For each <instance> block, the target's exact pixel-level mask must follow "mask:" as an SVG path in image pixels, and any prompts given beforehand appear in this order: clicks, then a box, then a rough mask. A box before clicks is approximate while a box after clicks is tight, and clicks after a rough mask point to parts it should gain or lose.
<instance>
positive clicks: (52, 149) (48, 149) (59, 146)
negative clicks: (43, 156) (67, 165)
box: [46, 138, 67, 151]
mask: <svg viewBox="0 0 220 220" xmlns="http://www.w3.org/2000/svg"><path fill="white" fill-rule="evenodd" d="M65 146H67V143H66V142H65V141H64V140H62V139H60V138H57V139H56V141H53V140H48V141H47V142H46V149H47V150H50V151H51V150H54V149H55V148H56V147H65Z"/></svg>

——————

Description of the task: Copy the records above line for line, changing nothing.

Exercise result:
For each <instance> block, the target's exact pixel-level mask must follow "mask:" as an SVG path in image pixels, and any prompts given beforehand appear in this order: clicks, then a box, then a rough mask. A box before clicks is approximate while a box after clicks is tight, and clicks after a rough mask point to parts it should gain or lose.
<instance>
positive clicks: (52, 149) (48, 149) (59, 146)
negative clicks: (43, 156) (67, 165)
box: [46, 138, 67, 151]
mask: <svg viewBox="0 0 220 220" xmlns="http://www.w3.org/2000/svg"><path fill="white" fill-rule="evenodd" d="M65 146H67V143H66V142H65V141H64V140H62V139H60V138H57V139H56V141H53V140H48V141H47V142H46V149H47V150H50V151H51V150H54V149H55V148H56V147H65Z"/></svg>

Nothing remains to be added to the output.